**WHAT NEEDS TO BE DONE:**
Show each line of the listing below that contains the word "background", copying every such line in full.

— Begin INPUT DATA —

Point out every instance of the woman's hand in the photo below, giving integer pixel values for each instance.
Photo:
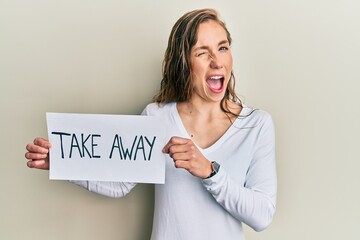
(38, 154)
(186, 155)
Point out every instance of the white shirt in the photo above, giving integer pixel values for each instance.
(243, 191)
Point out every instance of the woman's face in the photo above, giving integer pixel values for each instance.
(211, 62)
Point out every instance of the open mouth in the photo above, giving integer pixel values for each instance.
(215, 83)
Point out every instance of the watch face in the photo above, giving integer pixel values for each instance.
(216, 166)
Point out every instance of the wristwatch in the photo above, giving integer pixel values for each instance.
(215, 168)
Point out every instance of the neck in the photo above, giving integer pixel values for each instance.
(196, 106)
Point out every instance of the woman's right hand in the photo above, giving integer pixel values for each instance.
(38, 154)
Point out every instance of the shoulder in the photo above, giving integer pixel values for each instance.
(155, 109)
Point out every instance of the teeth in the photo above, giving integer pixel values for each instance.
(215, 77)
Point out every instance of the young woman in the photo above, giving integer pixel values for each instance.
(220, 168)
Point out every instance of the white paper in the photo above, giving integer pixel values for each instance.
(102, 147)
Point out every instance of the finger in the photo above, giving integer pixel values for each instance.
(42, 142)
(40, 164)
(181, 164)
(35, 156)
(182, 156)
(175, 141)
(36, 149)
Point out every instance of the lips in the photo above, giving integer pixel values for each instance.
(215, 83)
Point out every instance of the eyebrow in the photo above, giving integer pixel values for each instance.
(206, 47)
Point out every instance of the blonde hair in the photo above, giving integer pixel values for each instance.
(176, 72)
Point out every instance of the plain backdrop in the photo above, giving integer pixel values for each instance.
(298, 60)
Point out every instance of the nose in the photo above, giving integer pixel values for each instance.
(214, 62)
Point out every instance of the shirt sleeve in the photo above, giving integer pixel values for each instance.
(254, 203)
(109, 189)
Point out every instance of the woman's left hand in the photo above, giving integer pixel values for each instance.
(186, 155)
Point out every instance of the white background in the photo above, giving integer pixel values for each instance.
(299, 60)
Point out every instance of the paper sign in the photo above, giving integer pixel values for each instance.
(101, 147)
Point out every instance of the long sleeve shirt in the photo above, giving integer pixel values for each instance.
(243, 191)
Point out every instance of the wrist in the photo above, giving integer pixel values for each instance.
(214, 169)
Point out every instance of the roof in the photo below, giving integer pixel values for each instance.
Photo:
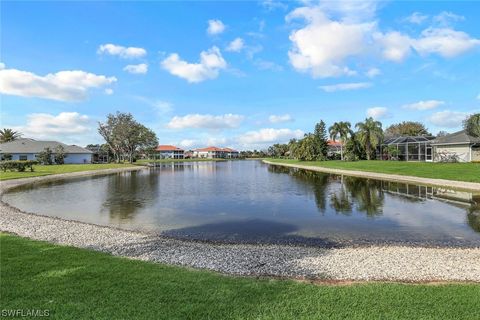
(211, 149)
(25, 145)
(408, 139)
(166, 147)
(460, 137)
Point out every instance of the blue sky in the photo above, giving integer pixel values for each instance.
(239, 74)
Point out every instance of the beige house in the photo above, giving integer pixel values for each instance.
(459, 144)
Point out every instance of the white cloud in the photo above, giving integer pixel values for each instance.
(445, 42)
(271, 5)
(215, 27)
(141, 68)
(378, 112)
(424, 105)
(322, 46)
(416, 18)
(236, 45)
(448, 119)
(211, 62)
(269, 135)
(206, 121)
(346, 86)
(122, 52)
(373, 72)
(280, 118)
(44, 125)
(63, 85)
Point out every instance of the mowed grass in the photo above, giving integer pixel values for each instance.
(41, 170)
(451, 171)
(78, 284)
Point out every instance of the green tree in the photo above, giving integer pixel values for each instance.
(340, 130)
(320, 135)
(370, 135)
(7, 135)
(45, 157)
(472, 125)
(59, 156)
(406, 128)
(125, 136)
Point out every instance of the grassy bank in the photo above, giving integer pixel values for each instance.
(79, 284)
(451, 171)
(41, 170)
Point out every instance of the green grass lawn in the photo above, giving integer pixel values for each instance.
(41, 170)
(451, 171)
(79, 284)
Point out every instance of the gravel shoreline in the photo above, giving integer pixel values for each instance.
(389, 263)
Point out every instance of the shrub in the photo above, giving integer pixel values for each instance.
(17, 165)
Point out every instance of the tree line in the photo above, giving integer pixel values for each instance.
(358, 142)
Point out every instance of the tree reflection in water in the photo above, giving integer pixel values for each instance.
(346, 193)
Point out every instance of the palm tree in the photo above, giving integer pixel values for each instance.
(340, 130)
(472, 125)
(7, 135)
(370, 134)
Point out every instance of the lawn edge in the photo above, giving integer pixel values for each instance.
(463, 185)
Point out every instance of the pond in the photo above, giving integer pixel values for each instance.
(252, 202)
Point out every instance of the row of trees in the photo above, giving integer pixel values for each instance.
(360, 143)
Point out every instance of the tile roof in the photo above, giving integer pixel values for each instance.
(25, 145)
(460, 137)
(166, 147)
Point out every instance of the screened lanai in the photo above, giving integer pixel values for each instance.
(409, 148)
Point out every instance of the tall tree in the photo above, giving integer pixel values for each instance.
(406, 128)
(7, 135)
(125, 136)
(370, 134)
(472, 125)
(320, 135)
(340, 130)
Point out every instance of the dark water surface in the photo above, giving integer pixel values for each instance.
(248, 201)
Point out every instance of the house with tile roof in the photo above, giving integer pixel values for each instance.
(459, 144)
(169, 152)
(215, 153)
(28, 149)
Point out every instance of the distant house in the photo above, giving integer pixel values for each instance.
(169, 152)
(459, 144)
(231, 153)
(215, 153)
(28, 149)
(209, 152)
(334, 147)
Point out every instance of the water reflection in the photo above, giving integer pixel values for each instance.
(253, 202)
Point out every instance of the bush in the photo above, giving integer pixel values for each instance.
(17, 165)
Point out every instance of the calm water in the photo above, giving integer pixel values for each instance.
(248, 201)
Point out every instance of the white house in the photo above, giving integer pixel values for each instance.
(169, 152)
(215, 152)
(28, 149)
(465, 147)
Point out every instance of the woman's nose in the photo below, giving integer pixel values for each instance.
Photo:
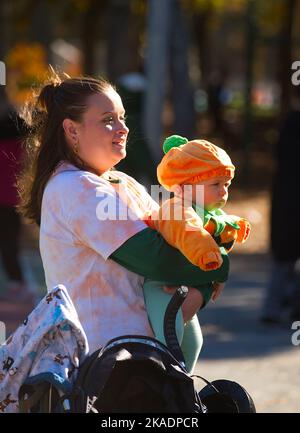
(122, 127)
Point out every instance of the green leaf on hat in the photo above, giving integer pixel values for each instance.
(173, 141)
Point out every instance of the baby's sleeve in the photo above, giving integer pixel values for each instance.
(183, 229)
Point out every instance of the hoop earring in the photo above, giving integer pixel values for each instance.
(76, 148)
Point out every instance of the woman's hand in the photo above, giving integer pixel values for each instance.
(218, 287)
(192, 303)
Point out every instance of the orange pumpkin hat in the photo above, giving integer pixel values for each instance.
(190, 162)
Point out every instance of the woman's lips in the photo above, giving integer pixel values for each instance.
(120, 144)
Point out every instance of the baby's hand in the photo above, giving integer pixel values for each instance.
(210, 261)
(218, 287)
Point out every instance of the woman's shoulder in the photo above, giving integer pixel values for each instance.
(67, 176)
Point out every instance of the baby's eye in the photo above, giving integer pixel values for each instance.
(108, 119)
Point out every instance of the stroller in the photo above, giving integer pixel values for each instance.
(138, 374)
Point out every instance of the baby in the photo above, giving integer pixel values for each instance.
(199, 174)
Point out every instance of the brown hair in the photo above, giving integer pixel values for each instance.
(45, 143)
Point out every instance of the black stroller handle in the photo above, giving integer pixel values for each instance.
(170, 323)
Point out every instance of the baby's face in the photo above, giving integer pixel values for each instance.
(215, 192)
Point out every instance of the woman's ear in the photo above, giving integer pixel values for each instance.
(71, 131)
(177, 189)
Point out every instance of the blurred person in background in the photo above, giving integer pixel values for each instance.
(283, 290)
(10, 223)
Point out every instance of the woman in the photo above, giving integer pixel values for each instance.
(92, 237)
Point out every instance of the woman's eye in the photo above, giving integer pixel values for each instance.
(109, 119)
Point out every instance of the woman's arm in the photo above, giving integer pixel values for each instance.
(148, 254)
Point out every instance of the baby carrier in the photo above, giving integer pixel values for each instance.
(136, 374)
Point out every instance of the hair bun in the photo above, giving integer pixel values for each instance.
(47, 96)
(173, 141)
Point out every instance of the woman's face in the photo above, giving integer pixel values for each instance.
(102, 133)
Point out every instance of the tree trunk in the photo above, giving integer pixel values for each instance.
(122, 40)
(181, 92)
(285, 58)
(157, 60)
(89, 36)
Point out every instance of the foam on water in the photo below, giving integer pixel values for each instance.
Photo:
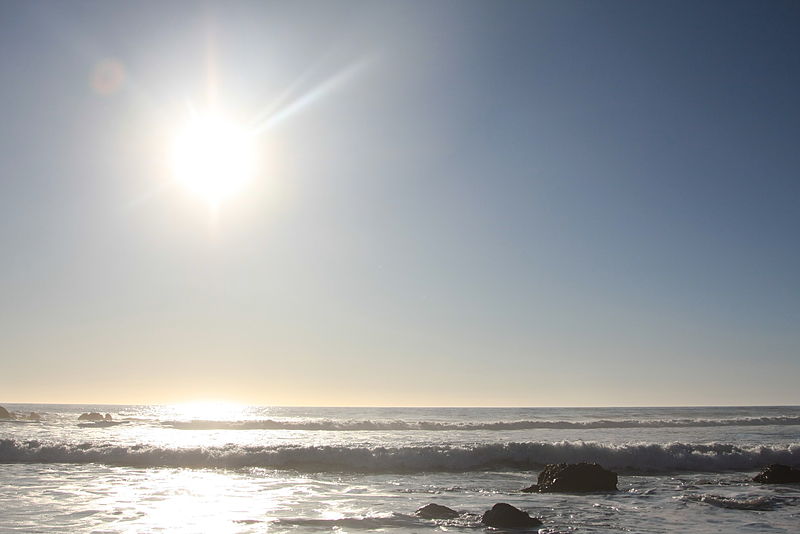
(494, 456)
(433, 426)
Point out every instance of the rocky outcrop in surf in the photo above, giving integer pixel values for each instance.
(503, 515)
(778, 474)
(574, 478)
(436, 511)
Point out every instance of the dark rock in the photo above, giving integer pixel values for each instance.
(576, 478)
(504, 515)
(778, 474)
(436, 511)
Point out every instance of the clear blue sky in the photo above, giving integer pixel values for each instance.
(494, 203)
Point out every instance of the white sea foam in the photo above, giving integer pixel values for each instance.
(497, 456)
(748, 502)
(366, 425)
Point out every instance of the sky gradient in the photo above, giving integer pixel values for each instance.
(459, 203)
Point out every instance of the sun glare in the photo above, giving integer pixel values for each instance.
(208, 410)
(213, 156)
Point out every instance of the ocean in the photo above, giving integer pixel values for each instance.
(246, 469)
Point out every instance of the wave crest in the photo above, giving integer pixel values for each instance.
(500, 456)
(366, 425)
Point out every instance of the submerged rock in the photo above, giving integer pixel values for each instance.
(436, 511)
(503, 515)
(574, 478)
(778, 474)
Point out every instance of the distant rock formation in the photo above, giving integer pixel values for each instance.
(503, 515)
(778, 474)
(580, 477)
(436, 511)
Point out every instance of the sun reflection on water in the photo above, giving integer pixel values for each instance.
(208, 411)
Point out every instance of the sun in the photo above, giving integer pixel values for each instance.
(213, 156)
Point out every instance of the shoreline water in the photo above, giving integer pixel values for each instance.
(368, 469)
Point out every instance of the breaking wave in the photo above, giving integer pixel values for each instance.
(752, 502)
(359, 425)
(636, 458)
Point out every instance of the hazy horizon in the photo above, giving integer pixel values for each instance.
(400, 204)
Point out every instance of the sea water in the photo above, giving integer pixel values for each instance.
(270, 469)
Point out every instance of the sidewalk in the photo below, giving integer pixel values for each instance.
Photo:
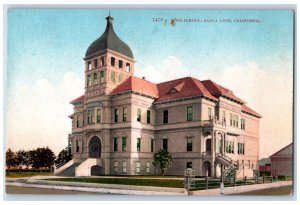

— End INPUT DATA —

**RESPONSE FOR THIS EXERCISE:**
Point out every instance of the white background in the photo above, giving integer pixel values for each instance.
Point out every instance of the blurred person in background in the photo above, giving integer pixel values for each instance.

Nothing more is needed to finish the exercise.